Kolumbiens Nein zum Frieden
von Gregory Wilpert
Kolumbien ist betäubt von 52 Jahren Bürgerkrieg. Vier Jahre Verhandlungen haben nicht ausgereicht, um die starren politischen Fronten im Land zu lösen. Dass die Revolutionären Streitkräfte Kolumbiens (Farc) und die kolumbianische Regierung überhaupt begannen, miteinander zu reden, liegt daran, dass beide Seiten einsehen mussten, dass eine militärische Lösung unmöglich ist.1
Die Farc hat schwere Verluste hinnehmen müssen, besonders während der verstärkten Repression unter Präsident Álvaro Uribe (2002–2010), der alle Kräfte mobilisiert hatte, um die Guerilla zu vernichten. Damals bekleidete der heutige Präsident Juan Manuel Santos das Amt des Verteidigungsministers. Es war ihm gelungen, mehrere prominente Anführer der Farc töten zu lassen; die übrigen Guerilleros lud er mit flankierenden Resozialisierungsprogrammen ein, die Waffen niederzulegen. Ihre Reihen lichteten sich, aber sie verschwanden nicht. Auch auf staatlicher Seite begann man zu begreifen, dass diese Maßnahmen nicht ausreichten.

> [VORLIEGENDE DATENSÄTZE]
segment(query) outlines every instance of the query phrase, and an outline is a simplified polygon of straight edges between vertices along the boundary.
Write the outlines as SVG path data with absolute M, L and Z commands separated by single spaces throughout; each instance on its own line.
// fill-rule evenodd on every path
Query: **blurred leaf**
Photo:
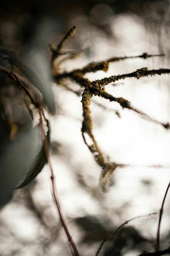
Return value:
M 45 141 L 50 142 L 50 130 L 48 122 L 47 121 L 48 130 L 45 139 Z M 22 188 L 31 182 L 42 170 L 47 162 L 47 157 L 44 148 L 44 144 L 38 155 L 36 156 L 22 183 L 16 187 L 15 189 Z

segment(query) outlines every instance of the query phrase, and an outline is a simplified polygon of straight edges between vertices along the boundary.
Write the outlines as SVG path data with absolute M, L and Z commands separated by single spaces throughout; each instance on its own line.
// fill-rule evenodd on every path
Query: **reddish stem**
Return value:
M 42 115 L 42 114 L 43 116 L 45 117 L 44 114 L 44 113 L 43 110 L 42 109 L 39 108 L 38 109 L 38 110 L 40 116 L 40 122 L 42 132 L 42 137 L 44 142 L 44 149 L 45 150 L 46 154 L 47 157 L 47 158 L 48 161 L 49 167 L 51 173 L 51 177 L 50 178 L 51 180 L 52 186 L 52 193 L 53 194 L 53 197 L 56 206 L 57 207 L 57 208 L 58 211 L 58 213 L 60 219 L 60 221 L 61 222 L 62 225 L 63 227 L 65 233 L 66 234 L 67 236 L 67 237 L 68 241 L 70 243 L 71 247 L 73 248 L 75 256 L 80 256 L 79 253 L 78 252 L 78 249 L 76 243 L 73 240 L 72 237 L 71 236 L 68 230 L 68 227 L 67 226 L 66 221 L 64 219 L 64 216 L 61 209 L 60 204 L 57 193 L 56 186 L 55 186 L 55 177 L 54 174 L 54 172 L 51 163 L 50 158 L 50 157 L 49 155 L 49 145 L 48 142 L 46 140 L 45 140 L 45 133 L 44 128 L 43 121 Z

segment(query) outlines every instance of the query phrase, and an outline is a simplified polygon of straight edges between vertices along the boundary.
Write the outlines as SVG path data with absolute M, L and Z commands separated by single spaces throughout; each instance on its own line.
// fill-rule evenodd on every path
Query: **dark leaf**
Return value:
M 42 146 L 39 125 L 18 136 L 0 155 L 0 208 L 10 200 Z
M 48 122 L 48 125 L 49 129 L 47 132 L 45 140 L 46 142 L 48 141 L 48 143 L 49 144 L 50 135 Z M 47 162 L 47 157 L 45 150 L 44 145 L 43 144 L 40 151 L 36 157 L 23 181 L 20 185 L 16 187 L 15 189 L 18 189 L 19 188 L 22 188 L 33 181 L 42 171 Z
M 0 48 L 1 58 L 8 60 L 16 66 L 42 94 L 45 103 L 52 114 L 55 112 L 53 94 L 52 89 L 48 60 L 44 53 L 33 49 L 27 54 L 25 61 L 20 59 L 14 52 Z

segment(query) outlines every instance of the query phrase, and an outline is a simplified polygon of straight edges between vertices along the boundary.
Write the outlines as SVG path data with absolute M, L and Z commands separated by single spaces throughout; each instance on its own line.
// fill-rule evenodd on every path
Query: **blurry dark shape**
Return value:
M 57 141 L 51 142 L 51 153 L 54 155 L 58 153 L 59 148 L 61 146 L 60 143 Z
M 46 120 L 47 121 L 47 120 Z M 47 142 L 48 144 L 50 143 L 50 129 L 48 125 L 48 130 L 46 136 L 45 141 Z M 15 188 L 15 189 L 22 188 L 31 182 L 42 171 L 45 165 L 47 162 L 47 156 L 45 151 L 44 145 L 43 144 L 38 154 L 32 163 L 31 166 L 26 173 L 25 177 L 21 183 Z
M 142 251 L 145 248 L 147 250 L 150 250 L 153 245 L 153 241 L 145 238 L 133 227 L 123 228 L 111 242 L 107 243 L 104 247 L 103 254 L 101 253 L 99 255 L 122 256 L 132 249 Z
M 54 114 L 51 67 L 46 48 L 51 34 L 61 29 L 61 20 L 48 8 L 40 8 L 39 5 L 35 5 L 28 14 L 19 35 L 23 47 L 23 60 L 31 71 L 28 78 L 42 93 L 50 112 Z M 21 71 L 26 75 L 23 70 Z
M 42 145 L 39 126 L 18 136 L 4 148 L 0 157 L 0 207 L 29 169 Z
M 110 232 L 95 216 L 86 216 L 77 218 L 74 219 L 74 221 L 85 232 L 83 238 L 85 242 L 91 243 L 94 241 L 102 240 L 108 236 Z M 108 226 L 108 223 L 107 224 Z
M 110 6 L 105 4 L 100 4 L 94 6 L 89 13 L 90 17 L 99 25 L 109 24 L 113 15 L 113 11 Z

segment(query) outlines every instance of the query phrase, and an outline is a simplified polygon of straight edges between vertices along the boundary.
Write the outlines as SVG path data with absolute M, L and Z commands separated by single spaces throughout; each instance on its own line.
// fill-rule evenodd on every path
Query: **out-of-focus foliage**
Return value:
M 3 43 L 21 57 L 24 46 L 18 36 L 21 27 L 28 16 L 39 17 L 38 14 L 43 9 L 43 1 L 35 9 L 35 3 L 8 2 L 3 3 L 1 9 L 0 34 Z M 146 65 L 155 68 L 167 66 L 168 41 L 163 39 L 168 38 L 166 30 L 169 22 L 168 3 L 165 1 L 46 3 L 50 13 L 57 17 L 60 30 L 51 35 L 51 41 L 57 44 L 68 28 L 76 24 L 77 34 L 68 42 L 66 48 L 85 50 L 84 55 L 81 52 L 77 59 L 66 55 L 67 61 L 63 62 L 62 71 L 81 68 L 93 60 L 106 59 L 111 57 L 111 52 L 112 56 L 117 56 L 146 51 L 156 54 L 159 49 L 159 53 L 166 54 L 164 60 L 147 60 L 148 65 L 145 66 L 144 61 L 140 59 L 134 62 L 127 60 L 124 64 L 120 62 L 112 65 L 109 75 L 130 73 Z M 101 18 L 99 19 L 99 15 Z M 149 40 L 150 46 L 147 44 Z M 44 45 L 48 43 L 48 40 Z M 88 74 L 87 77 L 92 80 L 100 79 L 106 75 L 102 72 Z M 108 86 L 106 90 L 110 93 L 114 92 L 116 96 L 129 98 L 145 112 L 148 111 L 153 117 L 166 122 L 169 121 L 166 110 L 168 100 L 161 94 L 163 89 L 163 95 L 168 96 L 169 91 L 165 89 L 166 78 L 151 79 L 155 79 L 153 85 L 150 85 L 151 82 L 149 78 L 143 78 L 139 85 L 138 81 L 132 78 L 118 87 Z M 156 86 L 158 81 L 161 84 L 159 87 Z M 110 105 L 102 99 L 95 99 L 105 109 L 93 105 L 92 101 L 94 133 L 101 147 L 108 153 L 112 161 L 116 159 L 127 165 L 138 165 L 136 168 L 118 169 L 117 175 L 112 181 L 112 191 L 104 195 L 98 186 L 100 168 L 81 137 L 80 98 L 78 93 L 72 92 L 77 92 L 79 88 L 70 82 L 66 85 L 57 86 L 55 89 L 55 97 L 58 99 L 61 109 L 59 115 L 51 119 L 52 163 L 64 211 L 73 236 L 82 255 L 94 255 L 101 241 L 130 216 L 160 208 L 166 182 L 169 178 L 169 169 L 162 168 L 169 164 L 169 152 L 166 153 L 168 152 L 166 143 L 169 139 L 162 128 L 155 124 L 145 124 L 146 121 L 139 120 L 126 111 L 122 111 L 116 103 L 109 103 Z M 69 88 L 71 90 L 69 91 Z M 113 111 L 108 114 L 106 109 L 109 108 Z M 120 113 L 121 118 L 115 116 L 115 111 Z M 106 145 L 105 142 L 108 143 Z M 152 166 L 145 169 L 140 166 L 154 164 L 157 168 Z M 4 208 L 0 216 L 0 255 L 70 255 L 53 205 L 50 187 L 44 170 L 33 183 L 17 191 L 12 201 Z M 169 233 L 167 213 L 170 209 L 167 205 L 164 216 L 167 222 L 163 225 L 164 235 L 161 240 L 165 248 L 169 243 Z M 107 242 L 100 255 L 137 255 L 144 249 L 153 250 L 157 225 L 154 220 L 150 219 L 123 228 L 113 241 Z

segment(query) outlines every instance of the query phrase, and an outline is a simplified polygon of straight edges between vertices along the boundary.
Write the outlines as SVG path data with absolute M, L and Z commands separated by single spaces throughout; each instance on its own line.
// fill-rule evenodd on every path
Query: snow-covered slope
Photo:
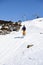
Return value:
M 0 65 L 43 65 L 43 18 L 22 22 L 19 32 L 0 35 Z M 27 45 L 33 45 L 27 48 Z

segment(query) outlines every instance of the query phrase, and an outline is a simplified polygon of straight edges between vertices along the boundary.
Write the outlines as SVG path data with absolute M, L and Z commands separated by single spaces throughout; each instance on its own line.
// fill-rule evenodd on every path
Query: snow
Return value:
M 26 36 L 22 27 L 19 32 L 0 35 L 0 65 L 43 65 L 43 18 L 22 25 L 26 26 Z

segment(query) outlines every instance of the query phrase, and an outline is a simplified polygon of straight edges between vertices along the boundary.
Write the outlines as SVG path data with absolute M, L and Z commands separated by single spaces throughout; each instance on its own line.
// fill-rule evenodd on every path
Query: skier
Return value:
M 23 25 L 23 27 L 22 27 L 22 34 L 26 35 L 26 27 L 25 27 L 25 25 Z

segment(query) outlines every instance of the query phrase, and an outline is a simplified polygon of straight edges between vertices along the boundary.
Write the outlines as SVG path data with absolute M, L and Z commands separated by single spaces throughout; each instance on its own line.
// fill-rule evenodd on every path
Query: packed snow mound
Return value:
M 0 35 L 0 65 L 43 65 L 42 24 L 43 18 L 25 21 L 18 32 Z
M 34 26 L 43 28 L 43 18 L 34 19 L 32 23 Z

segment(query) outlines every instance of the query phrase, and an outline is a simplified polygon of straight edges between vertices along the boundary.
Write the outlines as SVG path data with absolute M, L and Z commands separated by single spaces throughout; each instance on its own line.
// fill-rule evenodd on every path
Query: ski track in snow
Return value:
M 22 22 L 24 24 L 24 38 L 21 29 L 0 35 L 0 65 L 43 65 L 43 18 Z M 33 46 L 27 48 L 29 44 Z

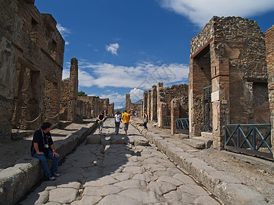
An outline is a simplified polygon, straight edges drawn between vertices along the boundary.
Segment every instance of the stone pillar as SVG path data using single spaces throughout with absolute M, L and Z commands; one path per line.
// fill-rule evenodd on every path
M 11 42 L 2 38 L 0 43 L 0 141 L 4 142 L 10 141 L 14 85 L 17 69 Z
M 214 42 L 212 42 L 212 44 Z M 223 149 L 224 146 L 225 124 L 229 122 L 229 60 L 222 49 L 211 49 L 212 135 L 213 146 Z
M 176 133 L 176 119 L 179 118 L 179 103 L 175 99 L 172 100 L 171 103 L 171 131 L 174 135 Z
M 151 100 L 151 121 L 157 120 L 157 87 L 156 85 L 152 85 Z
M 142 100 L 140 113 L 138 113 L 140 118 L 144 118 L 144 100 Z
M 160 91 L 161 88 L 162 88 L 164 86 L 164 84 L 162 82 L 159 82 L 158 85 L 157 85 L 157 121 L 158 124 L 158 127 L 162 127 L 163 126 L 162 124 L 162 105 L 160 105 Z
M 125 94 L 125 109 L 127 110 L 127 113 L 129 113 L 131 102 L 130 94 Z
M 78 94 L 78 61 L 73 57 L 71 60 L 70 90 L 68 103 L 68 120 L 74 122 L 76 120 L 77 102 Z
M 157 104 L 158 105 L 158 104 Z M 169 109 L 166 102 L 160 102 L 158 106 L 159 110 L 158 113 L 158 126 L 164 128 L 164 118 L 167 116 L 167 110 Z
M 203 131 L 203 89 L 211 82 L 207 82 L 206 74 L 198 64 L 199 60 L 190 59 L 188 74 L 188 118 L 189 137 L 201 136 Z
M 147 93 L 147 115 L 149 117 L 149 120 L 151 119 L 151 90 L 149 90 L 148 93 Z
M 146 111 L 147 112 L 147 95 L 148 92 L 147 90 L 144 91 L 143 98 L 142 98 L 142 116 L 144 117 L 144 111 Z
M 265 33 L 267 73 L 269 74 L 269 101 L 271 123 L 272 150 L 274 148 L 274 25 Z M 274 152 L 273 152 L 274 158 Z

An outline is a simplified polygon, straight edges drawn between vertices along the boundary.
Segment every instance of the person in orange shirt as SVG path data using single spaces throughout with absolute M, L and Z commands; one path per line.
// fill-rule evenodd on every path
M 122 115 L 122 119 L 123 119 L 123 122 L 124 124 L 125 134 L 127 135 L 127 130 L 129 124 L 130 115 L 127 113 L 126 110 L 124 111 L 124 113 Z

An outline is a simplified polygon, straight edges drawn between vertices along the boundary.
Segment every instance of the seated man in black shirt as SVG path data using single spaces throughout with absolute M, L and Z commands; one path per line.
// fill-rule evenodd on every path
M 60 176 L 57 173 L 58 167 L 59 154 L 54 149 L 53 141 L 50 133 L 51 124 L 45 122 L 41 129 L 37 130 L 32 139 L 31 152 L 34 157 L 39 159 L 45 175 L 50 180 L 53 180 L 55 177 Z M 47 158 L 52 161 L 51 169 L 49 170 Z

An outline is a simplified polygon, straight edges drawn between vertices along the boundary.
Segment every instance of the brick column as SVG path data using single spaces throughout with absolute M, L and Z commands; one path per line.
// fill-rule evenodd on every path
M 127 110 L 127 113 L 129 113 L 130 109 L 130 94 L 125 94 L 125 109 Z
M 212 43 L 216 44 L 214 41 Z M 223 49 L 211 49 L 213 146 L 223 149 L 225 124 L 229 122 L 229 60 Z M 213 59 L 213 60 L 212 60 Z
M 157 87 L 156 85 L 152 85 L 151 100 L 151 121 L 157 120 Z
M 147 115 L 149 118 L 149 120 L 151 119 L 151 90 L 149 90 L 148 93 L 147 93 Z
M 78 95 L 78 61 L 73 57 L 71 60 L 70 87 L 68 103 L 68 120 L 74 122 L 76 120 L 77 103 Z
M 171 134 L 176 133 L 176 119 L 179 118 L 179 103 L 175 99 L 171 100 Z
M 265 33 L 267 73 L 269 74 L 269 101 L 271 123 L 272 150 L 274 148 L 274 25 Z M 273 152 L 274 158 L 274 152 Z
M 142 117 L 144 118 L 144 111 L 147 111 L 147 91 L 144 91 L 143 98 L 142 98 Z
M 162 107 L 163 105 L 160 105 L 161 100 L 160 98 L 160 90 L 163 87 L 163 83 L 162 82 L 159 82 L 158 85 L 157 85 L 157 120 L 158 120 L 158 127 L 163 127 L 163 124 L 162 124 L 162 118 L 163 118 L 163 113 L 162 113 Z

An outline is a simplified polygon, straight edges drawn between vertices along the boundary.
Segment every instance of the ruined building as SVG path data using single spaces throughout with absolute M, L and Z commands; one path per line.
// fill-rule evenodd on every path
M 214 16 L 192 39 L 189 64 L 190 137 L 206 132 L 221 148 L 225 124 L 269 123 L 264 35 L 256 22 Z
M 158 126 L 171 127 L 171 101 L 175 99 L 178 103 L 177 118 L 188 118 L 188 85 L 173 85 L 171 87 L 163 87 L 162 83 L 157 86 L 157 119 Z
M 108 98 L 96 96 L 78 96 L 78 61 L 71 60 L 70 77 L 62 81 L 60 120 L 75 122 L 97 117 L 103 110 L 114 115 L 114 104 Z
M 58 120 L 64 41 L 34 0 L 0 5 L 0 141 L 12 128 L 34 130 Z
M 138 113 L 140 114 L 142 112 L 142 105 L 132 103 L 130 100 L 130 94 L 125 94 L 125 110 L 129 113 L 129 110 L 133 109 L 134 111 L 138 111 Z
M 69 78 L 62 81 L 60 120 L 75 122 L 77 108 L 78 61 L 71 60 Z
M 270 120 L 271 122 L 271 141 L 274 147 L 274 25 L 265 33 L 267 72 L 269 77 L 269 97 Z M 273 155 L 274 156 L 274 155 Z M 273 157 L 274 158 L 274 157 Z
M 149 120 L 157 122 L 159 127 L 174 128 L 174 134 L 176 119 L 188 118 L 188 85 L 164 87 L 162 82 L 153 85 L 151 90 L 144 92 L 142 111 L 147 111 Z

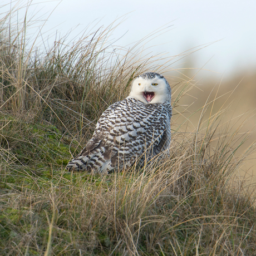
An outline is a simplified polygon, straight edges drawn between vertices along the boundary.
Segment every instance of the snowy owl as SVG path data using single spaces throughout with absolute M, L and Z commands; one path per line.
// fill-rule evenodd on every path
M 147 72 L 136 77 L 129 96 L 102 114 L 92 138 L 67 168 L 108 173 L 169 151 L 171 96 L 161 75 Z

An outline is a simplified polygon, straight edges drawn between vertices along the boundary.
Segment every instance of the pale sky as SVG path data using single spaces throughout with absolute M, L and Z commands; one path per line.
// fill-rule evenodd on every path
M 21 6 L 27 2 L 19 2 Z M 16 2 L 12 1 L 12 6 Z M 191 56 L 191 67 L 200 68 L 208 62 L 205 68 L 225 75 L 234 70 L 256 70 L 255 0 L 35 0 L 28 13 L 43 19 L 55 7 L 45 25 L 43 36 L 56 30 L 64 35 L 70 29 L 73 36 L 78 36 L 89 24 L 96 29 L 125 16 L 111 37 L 122 36 L 116 45 L 132 46 L 159 28 L 171 26 L 146 43 L 147 47 L 155 46 L 150 48 L 152 55 L 176 55 L 216 41 Z

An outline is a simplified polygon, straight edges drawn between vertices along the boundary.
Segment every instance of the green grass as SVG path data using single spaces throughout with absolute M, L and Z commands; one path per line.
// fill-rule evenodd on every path
M 238 153 L 248 134 L 228 109 L 213 112 L 218 96 L 196 124 L 181 122 L 193 85 L 170 80 L 169 157 L 108 175 L 67 171 L 132 78 L 166 68 L 134 48 L 112 51 L 114 26 L 27 49 L 16 11 L 0 21 L 0 255 L 255 255 L 255 193 L 235 178 L 254 144 Z

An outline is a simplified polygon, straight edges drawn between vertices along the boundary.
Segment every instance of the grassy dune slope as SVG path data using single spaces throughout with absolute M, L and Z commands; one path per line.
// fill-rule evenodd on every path
M 0 21 L 0 255 L 255 255 L 254 191 L 234 179 L 253 144 L 237 154 L 248 134 L 211 111 L 218 97 L 189 132 L 180 100 L 193 85 L 169 77 L 170 157 L 109 175 L 67 172 L 132 78 L 166 69 L 159 56 L 117 51 L 113 26 L 28 49 L 14 14 Z

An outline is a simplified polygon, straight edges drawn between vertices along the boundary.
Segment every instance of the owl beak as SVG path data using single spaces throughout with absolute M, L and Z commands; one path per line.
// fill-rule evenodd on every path
M 155 96 L 154 92 L 143 92 L 143 96 L 146 100 L 149 103 Z

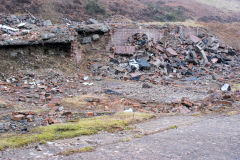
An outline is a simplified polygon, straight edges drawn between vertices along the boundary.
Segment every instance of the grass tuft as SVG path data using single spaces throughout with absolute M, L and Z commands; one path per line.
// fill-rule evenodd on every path
M 73 154 L 77 154 L 77 153 L 86 153 L 86 152 L 93 152 L 95 151 L 95 147 L 84 147 L 81 149 L 70 149 L 70 150 L 66 150 L 64 152 L 58 153 L 58 155 L 62 155 L 62 156 L 70 156 Z
M 80 119 L 75 123 L 55 124 L 38 127 L 29 134 L 12 134 L 0 137 L 0 150 L 14 148 L 44 141 L 73 138 L 81 135 L 93 135 L 99 131 L 115 132 L 127 125 L 141 122 L 154 116 L 146 113 L 117 113 L 112 116 L 101 116 Z

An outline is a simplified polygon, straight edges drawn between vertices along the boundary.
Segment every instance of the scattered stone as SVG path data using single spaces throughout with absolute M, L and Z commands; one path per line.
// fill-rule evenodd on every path
M 126 113 L 133 113 L 133 109 L 129 108 L 129 109 L 125 110 L 124 112 L 126 112 Z
M 24 118 L 25 118 L 25 115 L 23 115 L 23 114 L 13 115 L 14 121 L 23 120 Z
M 110 89 L 106 89 L 105 94 L 117 95 L 117 96 L 122 95 L 121 93 L 118 93 L 118 92 L 110 90 Z
M 99 24 L 99 22 L 93 18 L 89 18 L 87 21 L 88 24 Z
M 152 88 L 152 87 L 147 83 L 143 83 L 142 88 Z
M 52 26 L 52 21 L 51 20 L 46 20 L 46 21 L 43 22 L 43 25 L 46 26 L 46 27 L 47 26 Z
M 223 91 L 223 92 L 231 91 L 231 86 L 226 83 L 221 87 L 221 91 Z
M 100 36 L 98 34 L 94 34 L 92 36 L 93 41 L 98 41 L 100 39 Z
M 82 40 L 82 44 L 88 44 L 92 42 L 92 38 L 91 37 L 84 37 Z
M 138 59 L 140 70 L 150 70 L 151 65 L 146 61 L 146 59 Z

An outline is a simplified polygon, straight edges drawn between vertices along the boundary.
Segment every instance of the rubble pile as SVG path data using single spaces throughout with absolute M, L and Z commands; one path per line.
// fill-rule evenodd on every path
M 238 64 L 238 53 L 204 28 L 163 26 L 155 40 L 147 32 L 129 35 L 125 46 L 112 46 L 109 68 L 117 79 L 201 77 Z M 138 77 L 138 78 L 136 78 Z M 144 78 L 143 78 L 144 79 Z
M 131 24 L 132 20 L 122 16 L 122 15 L 114 15 L 106 20 L 108 24 Z

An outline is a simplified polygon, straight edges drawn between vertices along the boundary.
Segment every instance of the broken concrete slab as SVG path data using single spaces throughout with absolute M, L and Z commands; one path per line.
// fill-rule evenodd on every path
M 80 33 L 107 33 L 110 27 L 106 24 L 89 24 L 76 27 L 76 31 Z
M 177 56 L 178 55 L 177 52 L 174 51 L 172 48 L 167 48 L 166 53 L 168 56 Z
M 122 56 L 132 56 L 135 52 L 135 46 L 116 46 L 114 49 L 115 54 Z

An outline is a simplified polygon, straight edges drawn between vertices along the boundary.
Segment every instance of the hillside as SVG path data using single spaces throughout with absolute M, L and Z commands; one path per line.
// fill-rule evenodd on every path
M 23 14 L 51 19 L 86 20 L 89 17 L 105 19 L 123 15 L 143 21 L 184 21 L 197 19 L 209 22 L 240 21 L 240 1 L 237 0 L 0 0 L 0 13 Z M 215 5 L 216 4 L 216 5 Z M 227 4 L 227 5 L 226 5 Z

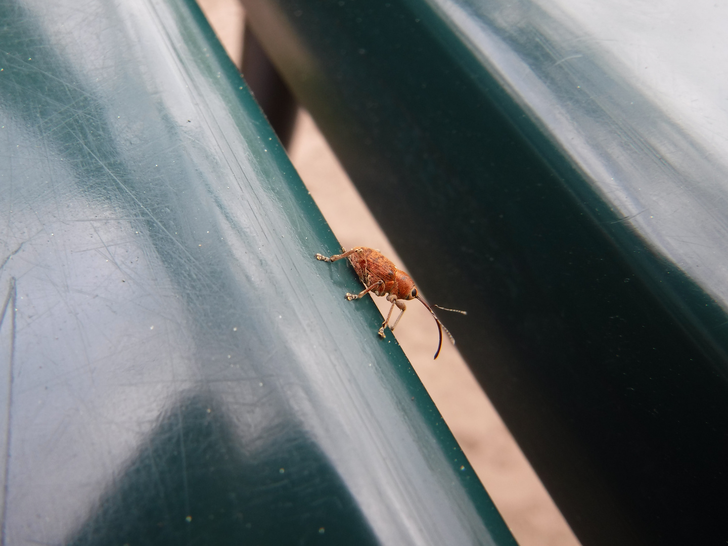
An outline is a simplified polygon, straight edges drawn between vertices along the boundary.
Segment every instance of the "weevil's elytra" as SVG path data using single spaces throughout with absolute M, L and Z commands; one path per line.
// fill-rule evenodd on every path
M 389 307 L 389 312 L 387 313 L 387 318 L 384 319 L 384 322 L 379 327 L 379 333 L 382 339 L 385 337 L 385 328 L 389 326 L 389 330 L 393 332 L 399 323 L 400 319 L 402 318 L 402 315 L 404 314 L 405 311 L 407 309 L 405 301 L 416 298 L 422 301 L 423 305 L 427 308 L 427 310 L 435 317 L 435 321 L 438 323 L 440 341 L 438 342 L 438 350 L 435 353 L 435 358 L 437 358 L 438 355 L 440 355 L 440 349 L 443 345 L 443 329 L 447 333 L 453 345 L 455 344 L 455 339 L 448 329 L 445 328 L 445 325 L 440 322 L 440 319 L 438 318 L 435 312 L 432 311 L 432 307 L 427 305 L 427 302 L 422 299 L 417 293 L 417 288 L 414 285 L 412 277 L 403 271 L 397 269 L 392 261 L 384 256 L 381 252 L 375 250 L 373 248 L 368 248 L 367 247 L 355 247 L 350 250 L 344 251 L 342 254 L 334 254 L 333 256 L 316 254 L 316 259 L 323 260 L 323 261 L 336 261 L 336 260 L 341 260 L 342 258 L 349 258 L 349 261 L 354 266 L 354 271 L 356 272 L 359 280 L 365 287 L 358 294 L 349 294 L 347 292 L 347 299 L 349 301 L 354 299 L 359 299 L 366 296 L 368 293 L 372 292 L 377 296 L 386 296 L 387 301 L 392 302 L 392 306 Z M 389 318 L 392 317 L 392 312 L 394 310 L 395 305 L 400 309 L 400 314 L 395 323 L 389 325 Z M 440 307 L 440 309 L 446 308 Z M 446 310 L 454 311 L 463 314 L 467 314 L 464 311 L 458 311 L 457 309 Z

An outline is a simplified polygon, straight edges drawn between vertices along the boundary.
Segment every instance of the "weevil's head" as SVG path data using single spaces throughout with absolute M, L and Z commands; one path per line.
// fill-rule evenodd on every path
M 397 282 L 397 299 L 414 299 L 417 297 L 417 288 L 411 277 L 397 270 L 395 273 L 395 280 Z

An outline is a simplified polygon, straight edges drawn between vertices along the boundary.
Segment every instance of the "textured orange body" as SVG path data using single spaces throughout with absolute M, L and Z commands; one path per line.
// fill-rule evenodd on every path
M 316 259 L 323 261 L 336 261 L 337 260 L 341 260 L 342 258 L 349 258 L 349 261 L 354 266 L 354 271 L 356 272 L 359 280 L 365 287 L 358 294 L 349 294 L 347 293 L 347 299 L 349 301 L 354 299 L 359 299 L 369 292 L 371 292 L 377 296 L 386 296 L 387 301 L 392 302 L 392 306 L 389 307 L 389 312 L 379 328 L 380 336 L 382 338 L 385 337 L 384 328 L 387 326 L 389 327 L 390 331 L 394 331 L 395 328 L 400 322 L 400 319 L 402 318 L 402 315 L 404 314 L 405 310 L 407 309 L 405 301 L 416 298 L 422 301 L 424 306 L 427 308 L 427 310 L 432 313 L 432 317 L 435 317 L 435 321 L 438 323 L 440 341 L 438 343 L 438 350 L 435 353 L 435 357 L 437 358 L 440 354 L 440 348 L 443 344 L 443 329 L 450 337 L 450 341 L 452 341 L 454 345 L 455 344 L 455 340 L 453 339 L 453 336 L 448 331 L 448 329 L 443 325 L 443 323 L 440 322 L 440 319 L 435 314 L 435 312 L 427 305 L 427 302 L 417 294 L 417 288 L 415 288 L 412 277 L 403 271 L 397 269 L 397 266 L 392 262 L 392 260 L 384 256 L 379 250 L 375 250 L 373 248 L 368 248 L 367 247 L 355 247 L 350 250 L 345 251 L 341 254 L 335 254 L 333 256 L 325 256 L 323 254 L 316 255 Z M 394 310 L 395 306 L 397 306 L 400 309 L 400 312 L 395 323 L 390 325 L 389 318 L 392 317 L 392 312 Z M 441 307 L 440 309 L 444 308 Z M 465 314 L 464 311 L 457 311 L 456 309 L 447 310 Z
M 354 252 L 349 255 L 349 261 L 364 286 L 368 288 L 381 279 L 384 284 L 371 290 L 377 296 L 395 294 L 397 299 L 412 298 L 408 296 L 411 294 L 414 282 L 409 275 L 397 269 L 392 260 L 373 248 L 356 247 L 352 250 Z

> [AUFGABENSTELLUNG 1]
Prüfen Sie, ob die Aussagen (a), (b) und (c) mit dem Auszug über den kolumbianischen Bürgerkrieg übereinstimmen, und belegen Sie jedes Ja oder Nein mit einem wörtlichen Zitat aus dem Auszug. (a) Die Verhandlungen zwischen Farc und Regierung dauerten vier Jahre. (b) Juan Manuel Santos war unter Álvaro Uribe Verteidigungsminister. (c) Die Guerilleros verschwanden infolge der Repression vollständig.
> [AUFGABENSTELLUNG 2]
Greifen Sie den Auszug über den kolumbianischen Bürgerkrieg auf und führen Sie ihn nach seinem letzten Satz fort.
Für diese Aufgaben sind die Datensätze ohne Belang.

> [LÖSUNG 1]
(a) Ja: „Vier Jahre Verhandlungen haben nicht ausgereicht“
(b) Ja: „Damals bekleidete der heutige Präsident Juan Manuel Santos das Amt des Verteidigungsministers.“
(c) Nein: „Ihre Reihen lichteten sich, aber sie verschwanden nicht.“

> [LÖSUNG 2]
In den 1990er Jahren, unter Präsident Gaviria (1990–1994), hatte die Phase der wirtschaftlichen Liberalisierung begonnen: Senkung der Einfuhrzölle, Deregulierung, Privatisierung, Liberalisierung des Außenhandels, verstärkte Produktion für den Weltmarkt.2 Diese neoliberale Wirtschaftspolitik wurde jedoch vom Bürgerkrieg konterkariert: Die Farc und andere Konfliktparteien erhoben in den von ihnen kontrollierten Gebieten Steuern von den Grundbesitzern; sie entführten immer häufiger Geiseln und forderten Lösegeld. Die internationalen Unternehmen, zumal in den Bergbauregionen, mussten Unsummen für ihre Sicherheit ausgeben.
Die Antwort der Eliten auf diese Situation war die massive Förderung und teilweise Neugründung von rechtsextremen paramilitärischen Gruppen. Die stärkste war die AUC (Vereinigte Bürgerwehren Kolumbiens). Deren offizielles Ziel war es, dem Staat bei der Bekämpfung der Guerillas zu helfen. Sie begingen unzählige politische Morde an Gewerkschaftlern, Bürgerrechtlern, Journalisten und Angehörigen oppositioneller Parteien. Und sie sorgten für die Vertreibung von mehreren Millionen Kleinbauern, die der Grundbesitzeroligarchie bei der Ausweitung des Bergbaus und der exportorientierten Agrarindustrie im Wege waren.3
Als Nachfolger des Hardliners Uribe wurde im August 2010 Juan Manuel Santos Präsident: einer, der die kosmopolitische Oberschicht der Städte perfekt verkörperte und die kolumbianische Wirtschaft modernisieren wollte. Die Zeit war gekommen, mit der Farc und der anderen großen Guerillagruppe, der ELN, zu reden.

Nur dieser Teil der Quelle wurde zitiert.